Задание: Продолжите исходный текст, рассказ о том, как трудно было добиться бесплатных объявлений в газетах и на радио о вечерах в библиотеке. Начните сразу после его последнего предложения.

Исходный текст:
Всё это удовольствие, естественно, стоило немалых денег: книги, поездки в Москву, слайды, плёнки, пластинки, ремонт аппаратуры. Домашние роптали. Этот труд требовал массу времени, которое я отнимала у семьи. В довершение клинической картины моей фанатичной ненормальности следует добавить, что до 1998 года все вечера в городской и областной библиотеках я проводила бесплатно. У них не было средств на оплату. Да и то, что мне платили потом – пол-ставки, нельзя было назвать деньгами, почти все они уходили на подготовку вечеров. Но главная трудность была не в этом.

Главная трудность была в том, чтобы осуществить всё, что я подготовила, донести всё это богатство до слушателя. Вот тут начинались всевозможные подводные камни. Ибо для того, чтобы слушатели узнали о моём вечере и пришли на него, нужно было дать объявление в газете. Люди ведь не телепаты, как они узнают об этом сами? Для других лекторов проблем с этим не было: есть специальная рубрика «Приглашение» в газете «Саратов», есть «Курьер» в «Саратовских вестях». Мне же каждое объявление давалось с кровью, с ужасной трёпкой нервов.

Помню, сколько труда стоило пробить первое объявление об абонементах на мои вечера. Слово «абонемент» привычно ассоциировалось у ответственных лиц с деньгами за них. И, невзирая на слова «вход свободный» и уверение работников библиотеки, что я веду все вечера бесплатно, за объявление требовали мзду.

Корреспондент газеты «Саратов» Гуревич потребовал уплатить в казну 100 тысяч (деньги 90-х гг). И директор библиотеки уже отдала распоряжение в отношении этих денег. Я едва успела их остановить. Представила себе: десять вечеров, и за каждое объявление – по 100 тысяч, это миллион. Платить миллион неведомо за что, в то время как я, несущая одна все расходы и затраты, не получаю ни копейки?! Эта чудовищная нелепость не укладывалась в голове. Пришлось нажать на все рычаги, подключить знакомых, выйти на главного редактора (тогда им был Сергиевский), причём к нему ходили по этому поводу трижды. И только тогда нам милостиво было сообщено: да, действительно, объявления о культуре даются бесплатно.

Что это? Оплошность молодого и неопытного журналиста? Но это был не единичный случай.

Когда я впервые позвонила с этой же просьбой на радио и попала на Ёлшину, та мне буркнула: «Все объявления у нас платные». Хотя прекрасно знала, что я не экстрасенс и никаких доходов со своих полных залов не имею.

Имеющиеся данные:
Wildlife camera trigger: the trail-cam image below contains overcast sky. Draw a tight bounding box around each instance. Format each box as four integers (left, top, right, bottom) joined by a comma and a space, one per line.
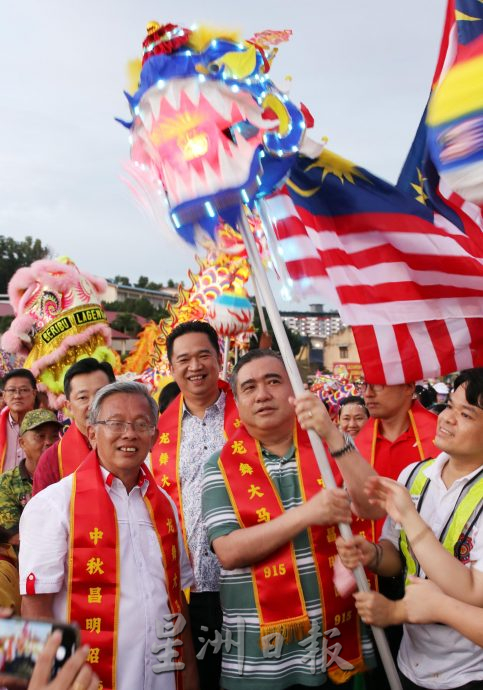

Ответ на задание:
 

В «Кому что» первое время давали объявления, потом перестали. Я позвонила редактору Н. Дегтярёвой. Она завелась с пол-оборота:

– Твои претензии!

– Какие претензии? Я только хотела узнать, почему нет…

– А мы и не даём стопроцентной гарантии. Вот если бы ты платила…

– Я должна платить?!

– Ну, не должна, не должна… Но и мы тоже тогда ничего не должны.

 

В «Саратовских вестях» ввели иезуитскую практику: давать объявление о мероприятии без указания времени, адреса, как будто бы специально для того, чтобы никто не догадался и ничего не понял. Результатом таких «абстрактных» объявлений было то, что люди приходили кто раньше, кто позже на час, что доставляло лишние неудобства и трудности. Я долго не могла понять смысла этого идиотского новшества. Думала, пропустили по ошибке или нерадивости. Звонила, просила дать объявление полностью. Корреспондент Бакуткина отрезала:

– Мы даём то, что считаем нужным.

– То есть вы что, нарочно, что ли, время не указали?

– Конечно. Кому надо – тот и так узнает.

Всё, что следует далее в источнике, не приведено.